- Task item: Exclude images, then output the remaining data verbatim.

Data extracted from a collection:
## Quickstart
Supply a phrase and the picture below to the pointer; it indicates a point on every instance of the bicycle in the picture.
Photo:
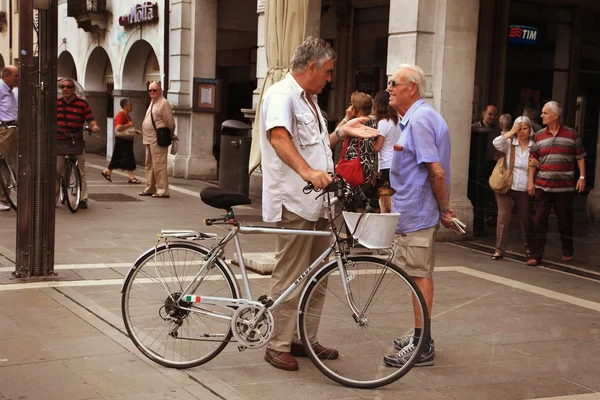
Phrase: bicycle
(181, 302)
(8, 179)
(70, 179)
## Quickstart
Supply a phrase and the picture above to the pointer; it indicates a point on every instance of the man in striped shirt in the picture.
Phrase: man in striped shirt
(72, 112)
(555, 151)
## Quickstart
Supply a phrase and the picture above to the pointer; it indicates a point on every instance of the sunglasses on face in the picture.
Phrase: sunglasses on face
(393, 83)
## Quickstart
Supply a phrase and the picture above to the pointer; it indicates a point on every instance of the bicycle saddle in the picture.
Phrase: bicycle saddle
(219, 198)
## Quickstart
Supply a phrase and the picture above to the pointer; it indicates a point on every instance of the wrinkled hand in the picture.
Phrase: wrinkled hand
(446, 219)
(531, 189)
(319, 179)
(533, 162)
(355, 127)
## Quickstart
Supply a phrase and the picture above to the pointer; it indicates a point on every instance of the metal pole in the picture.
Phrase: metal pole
(37, 124)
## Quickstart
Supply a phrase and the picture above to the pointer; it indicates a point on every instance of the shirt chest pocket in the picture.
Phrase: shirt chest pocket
(308, 130)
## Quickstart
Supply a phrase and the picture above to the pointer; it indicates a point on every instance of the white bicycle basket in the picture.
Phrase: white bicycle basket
(375, 231)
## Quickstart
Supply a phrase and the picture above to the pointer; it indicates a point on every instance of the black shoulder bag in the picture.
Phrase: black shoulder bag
(163, 135)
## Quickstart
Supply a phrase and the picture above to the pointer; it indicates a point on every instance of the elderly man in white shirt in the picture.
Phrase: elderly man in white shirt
(516, 140)
(9, 112)
(296, 148)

- Answer:
## Quickstart
Supply a phrase and the picture below to the pointer; it indicates a point on every instance of the bicycle in the picture.
Photo:
Phrase: bicycle
(181, 302)
(8, 179)
(70, 179)
## Quickstart
Supply a phrase and the picture above to the pointer; it indicates a point on every instance of the man in striped shirt in the picture.
Phrase: man in striped shirt
(72, 112)
(555, 151)
## Quickstart
Supply a phrase and the picture above to the pointer; it indicates a point on every instance of the sunglasses on face in the picture.
Phrase: sunglasses on face
(393, 83)
## Quickstart
Supply a phrase and the picture above to the pointer; it indicates a point on every instance of the bicycle saddle in the picture.
Phrase: bicycle saddle
(219, 198)
## Quickstart
Supply a phrase and the picture above to the pointer; it indicates a point on every instance of the wrinkled hand in the picture.
Phrase: wrinkled hand
(446, 219)
(531, 189)
(319, 179)
(533, 162)
(355, 127)
## Quickstart
Supply a phrase and the picture above to the pointer; it indicates a point on every instance of the metal pole in the picture.
Phrase: metal pole
(37, 124)
## Quickstart
Supply a phrase and the picture above to the pointer; it indicates a point on every instance of the shirt chest pocket in the picture.
Phrase: shirt chest pocket
(308, 130)
## Quickstart
Supply a phrase and the picture above to the pointer; it indicates a point on every instance of the white bicycle basket in the picture.
Phrase: white bicycle basket
(375, 231)
## Quickstart
Supply a phrase and the picture above to the pointer; it indicates a point on every instance of the black shoulder bag in the picture.
Phrase: black shoulder bag
(163, 135)
## Quickstart
Supply a phrase and the picture above to the pointer; it indicates a point on every instance of the elderly man in white shirt in the picture.
Phrase: elderly man in white shirt
(516, 140)
(9, 112)
(296, 148)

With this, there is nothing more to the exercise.